#### GECITEERDE PASSAGE ####

Wat is Rio leuke film en
wat kun je goed met een film als Rio aan de slag in de klas! Voor deze opdracht
hebben wij ons gericht op beeldende vorming, muziek en dans, maar rond het WK
voetbal, ga ik deze film in mijn groep 3 inzetten voor o.a. aardrijkskunde. Ik
ben zelf in Rio geweest en het is ongelooflijk om te zien hoe goed de
werkelijkheid is neergezet in de film. Deze opdracht heeft er voor gezorgd dat
ik animatiefilms op een andere manier kan bekijken. Nuttig vond ik het om de
opdrachten laag voor laag te maken, dat geeft fijne handvatten voor de
praktijk. Voor een groep 3 is Rio een goede film om te gebruiken, voor hogere
groepen kan ik mij voorstellen dat er animatiefilms zijn die een diepere
gelaagdheid hebben en dus geschikter zijn om te gebruiken.
Ik had dit vak graag
eerder in het curriculum gehad. Niet alleen omdat het een vak is, dat heel
concreet handvatten geeft voor de praktijk, maar ook omdat ik er van overtuigd
ben dat ik er persoonlijk meer uit had kunnen halen in een minder drukke tijd
dan nu rond het afstuderen.
Ik wist voor deze lessenserie niet dat je een 3D-film op zo manier kon gebruiken. Je kan veel lessen uit een film halen. We hebben ons gebaseerd op dans, drama en kleur, maar er zat zoveel meer in deze film. Ik denk dat het ook goed is voor kinderen. De meeste kinderen kijken vaak naar de dezelfde film. Als zo een film in een les is gebruikt, dan kan het geleerde ook weer opgehaald worden wanneer een kind thuis naar de film kijkt.
Een moeilijk puntje voor onze lessenserie was dat we het hebben gebaseerd op groep 3. Hierdoor konden heel veel dingen niet worden verwerkt, zoals see, hear, speak no evil of de Fly hardposter van Nigel. Dit betekent niet dat deze kennis bij ons niet aanwezig is.

#### AANGELEVERDE GEGEVENS ####

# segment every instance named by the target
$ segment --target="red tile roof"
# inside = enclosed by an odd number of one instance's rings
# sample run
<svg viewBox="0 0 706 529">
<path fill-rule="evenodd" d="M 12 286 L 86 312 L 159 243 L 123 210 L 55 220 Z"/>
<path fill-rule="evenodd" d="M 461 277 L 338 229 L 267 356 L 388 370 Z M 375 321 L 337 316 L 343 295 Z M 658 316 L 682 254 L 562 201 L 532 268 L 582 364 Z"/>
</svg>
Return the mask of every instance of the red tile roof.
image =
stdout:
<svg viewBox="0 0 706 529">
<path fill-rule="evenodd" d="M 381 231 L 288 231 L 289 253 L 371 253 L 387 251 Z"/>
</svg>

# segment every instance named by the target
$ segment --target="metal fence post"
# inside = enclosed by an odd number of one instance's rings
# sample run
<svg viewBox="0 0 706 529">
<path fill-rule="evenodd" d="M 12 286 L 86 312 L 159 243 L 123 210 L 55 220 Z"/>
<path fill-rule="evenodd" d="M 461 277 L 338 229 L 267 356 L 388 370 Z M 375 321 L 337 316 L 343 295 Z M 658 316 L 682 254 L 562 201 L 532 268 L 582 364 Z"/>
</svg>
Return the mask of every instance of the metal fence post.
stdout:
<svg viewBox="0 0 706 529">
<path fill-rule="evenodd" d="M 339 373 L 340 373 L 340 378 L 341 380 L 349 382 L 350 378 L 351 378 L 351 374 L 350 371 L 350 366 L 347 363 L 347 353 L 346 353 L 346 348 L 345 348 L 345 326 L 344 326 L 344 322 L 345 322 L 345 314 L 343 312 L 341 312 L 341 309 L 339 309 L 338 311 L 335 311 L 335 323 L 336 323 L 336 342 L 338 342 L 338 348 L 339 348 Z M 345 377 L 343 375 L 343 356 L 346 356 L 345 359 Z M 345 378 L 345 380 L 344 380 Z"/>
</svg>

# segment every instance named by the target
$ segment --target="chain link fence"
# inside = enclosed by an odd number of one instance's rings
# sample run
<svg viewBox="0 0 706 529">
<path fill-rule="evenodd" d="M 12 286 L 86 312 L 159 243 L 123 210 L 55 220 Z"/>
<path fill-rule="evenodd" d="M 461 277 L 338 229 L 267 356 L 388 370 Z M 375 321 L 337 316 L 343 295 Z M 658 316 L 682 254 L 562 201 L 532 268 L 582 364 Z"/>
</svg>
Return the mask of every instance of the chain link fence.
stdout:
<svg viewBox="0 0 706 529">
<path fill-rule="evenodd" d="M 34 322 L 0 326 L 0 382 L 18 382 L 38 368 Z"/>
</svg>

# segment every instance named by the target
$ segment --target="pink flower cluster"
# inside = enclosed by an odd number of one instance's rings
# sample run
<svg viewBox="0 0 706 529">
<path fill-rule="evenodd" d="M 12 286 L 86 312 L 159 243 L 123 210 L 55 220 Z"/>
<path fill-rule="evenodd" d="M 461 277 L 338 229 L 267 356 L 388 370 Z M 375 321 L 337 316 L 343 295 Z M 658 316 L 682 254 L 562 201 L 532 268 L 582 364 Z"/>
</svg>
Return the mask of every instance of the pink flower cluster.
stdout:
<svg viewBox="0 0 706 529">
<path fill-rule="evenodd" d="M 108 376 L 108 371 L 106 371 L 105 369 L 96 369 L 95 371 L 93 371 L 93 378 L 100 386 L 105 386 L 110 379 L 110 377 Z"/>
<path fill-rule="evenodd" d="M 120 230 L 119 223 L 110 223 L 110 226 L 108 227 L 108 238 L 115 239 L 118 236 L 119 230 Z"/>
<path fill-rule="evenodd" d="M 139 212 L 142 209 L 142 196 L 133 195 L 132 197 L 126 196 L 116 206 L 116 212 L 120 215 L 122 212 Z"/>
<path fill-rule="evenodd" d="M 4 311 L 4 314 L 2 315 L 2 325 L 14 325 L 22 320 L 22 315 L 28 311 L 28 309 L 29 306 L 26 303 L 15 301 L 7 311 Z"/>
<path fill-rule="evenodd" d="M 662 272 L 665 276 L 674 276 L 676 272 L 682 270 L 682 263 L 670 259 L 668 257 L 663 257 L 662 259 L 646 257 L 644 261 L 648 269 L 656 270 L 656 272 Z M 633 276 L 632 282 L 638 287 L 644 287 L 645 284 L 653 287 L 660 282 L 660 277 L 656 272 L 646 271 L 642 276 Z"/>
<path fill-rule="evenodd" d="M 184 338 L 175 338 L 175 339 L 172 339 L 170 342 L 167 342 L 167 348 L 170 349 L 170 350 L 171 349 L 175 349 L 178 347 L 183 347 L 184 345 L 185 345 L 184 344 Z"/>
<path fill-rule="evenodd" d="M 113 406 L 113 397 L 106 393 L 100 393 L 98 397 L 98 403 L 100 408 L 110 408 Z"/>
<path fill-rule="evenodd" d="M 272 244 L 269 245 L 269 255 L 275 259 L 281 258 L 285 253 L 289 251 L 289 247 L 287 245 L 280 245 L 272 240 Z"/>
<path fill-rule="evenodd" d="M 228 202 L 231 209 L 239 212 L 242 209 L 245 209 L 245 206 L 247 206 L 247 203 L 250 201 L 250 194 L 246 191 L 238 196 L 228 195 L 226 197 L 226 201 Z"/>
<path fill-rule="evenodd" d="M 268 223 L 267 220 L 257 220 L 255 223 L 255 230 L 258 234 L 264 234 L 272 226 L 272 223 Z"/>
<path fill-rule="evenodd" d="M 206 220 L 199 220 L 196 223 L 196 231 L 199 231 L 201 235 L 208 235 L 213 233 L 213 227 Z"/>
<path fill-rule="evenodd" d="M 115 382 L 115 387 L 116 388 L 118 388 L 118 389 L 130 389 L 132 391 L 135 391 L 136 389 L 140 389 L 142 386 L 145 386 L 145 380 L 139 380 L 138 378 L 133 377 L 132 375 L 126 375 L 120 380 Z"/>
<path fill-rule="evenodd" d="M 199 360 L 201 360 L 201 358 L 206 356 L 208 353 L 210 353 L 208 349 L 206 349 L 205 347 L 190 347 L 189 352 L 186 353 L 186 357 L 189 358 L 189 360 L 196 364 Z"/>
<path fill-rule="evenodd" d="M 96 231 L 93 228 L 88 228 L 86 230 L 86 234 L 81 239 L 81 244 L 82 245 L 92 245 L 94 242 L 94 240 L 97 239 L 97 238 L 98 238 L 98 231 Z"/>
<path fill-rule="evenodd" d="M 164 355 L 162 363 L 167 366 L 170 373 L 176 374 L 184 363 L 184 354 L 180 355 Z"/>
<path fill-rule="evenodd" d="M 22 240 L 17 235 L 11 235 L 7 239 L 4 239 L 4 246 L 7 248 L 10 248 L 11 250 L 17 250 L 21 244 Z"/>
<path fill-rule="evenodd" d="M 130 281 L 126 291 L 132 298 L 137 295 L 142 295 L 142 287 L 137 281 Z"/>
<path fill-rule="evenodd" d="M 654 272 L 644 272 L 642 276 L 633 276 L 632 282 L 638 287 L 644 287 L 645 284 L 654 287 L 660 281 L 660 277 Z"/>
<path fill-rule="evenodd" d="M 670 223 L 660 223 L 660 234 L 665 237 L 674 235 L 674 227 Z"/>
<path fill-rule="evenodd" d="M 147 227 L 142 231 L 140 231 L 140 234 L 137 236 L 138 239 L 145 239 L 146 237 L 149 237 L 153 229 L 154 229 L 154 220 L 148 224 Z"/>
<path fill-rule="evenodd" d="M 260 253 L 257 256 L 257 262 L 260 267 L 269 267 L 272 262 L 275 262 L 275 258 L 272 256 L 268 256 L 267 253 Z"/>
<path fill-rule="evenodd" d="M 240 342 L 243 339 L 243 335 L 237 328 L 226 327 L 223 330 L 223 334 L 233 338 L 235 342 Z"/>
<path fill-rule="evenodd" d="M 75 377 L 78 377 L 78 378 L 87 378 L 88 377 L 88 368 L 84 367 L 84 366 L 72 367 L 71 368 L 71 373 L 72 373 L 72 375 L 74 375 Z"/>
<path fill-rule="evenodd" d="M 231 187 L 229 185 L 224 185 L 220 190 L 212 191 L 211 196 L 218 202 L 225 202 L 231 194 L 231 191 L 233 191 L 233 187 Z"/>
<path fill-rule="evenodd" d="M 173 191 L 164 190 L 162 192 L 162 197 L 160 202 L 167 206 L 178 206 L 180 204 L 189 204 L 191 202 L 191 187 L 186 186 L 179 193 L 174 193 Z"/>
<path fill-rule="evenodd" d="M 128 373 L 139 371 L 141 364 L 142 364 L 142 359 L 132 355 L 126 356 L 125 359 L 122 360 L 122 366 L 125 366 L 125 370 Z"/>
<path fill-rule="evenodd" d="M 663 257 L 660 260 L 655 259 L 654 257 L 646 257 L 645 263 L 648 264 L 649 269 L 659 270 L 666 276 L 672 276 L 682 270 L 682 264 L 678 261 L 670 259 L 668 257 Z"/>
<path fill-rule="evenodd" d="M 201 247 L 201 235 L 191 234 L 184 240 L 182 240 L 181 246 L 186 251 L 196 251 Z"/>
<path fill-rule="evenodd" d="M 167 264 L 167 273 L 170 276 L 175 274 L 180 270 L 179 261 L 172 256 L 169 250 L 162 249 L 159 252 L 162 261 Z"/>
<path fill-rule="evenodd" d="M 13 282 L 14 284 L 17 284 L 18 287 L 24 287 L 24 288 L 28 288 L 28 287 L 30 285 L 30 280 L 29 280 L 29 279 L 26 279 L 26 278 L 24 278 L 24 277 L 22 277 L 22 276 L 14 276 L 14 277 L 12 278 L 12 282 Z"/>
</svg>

####

OPDRACHTEN -
(a) In welke groep wordt Rio volgens de geciteerde passage rond het WK voetbal ingezet, en voor welk vak onder meer?
(b) Citeer uit de geciteerde passage alles vanaf "Ik wist voor" tot en met "de film kijkt.".

ANTWOORDEN -
(a) In groep 3, onder andere voor aardrijkskunde.

(b)
Ik wist voor deze lessenserie niet dat je een 3D-film op zo manier kon gebruiken. Je kan veel lessen uit een film halen. We hebben ons gebaseerd op dans, drama en kleur, maar er zat zoveel meer in deze film. Ik denk dat het ook goed is voor kinderen. De meeste kinderen kijken vaak naar de dezelfde film. Als zo een film in een les is gebruikt, dan kan het geleerde ook weer opgehaald worden wanneer een kind thuis naar de film kijkt.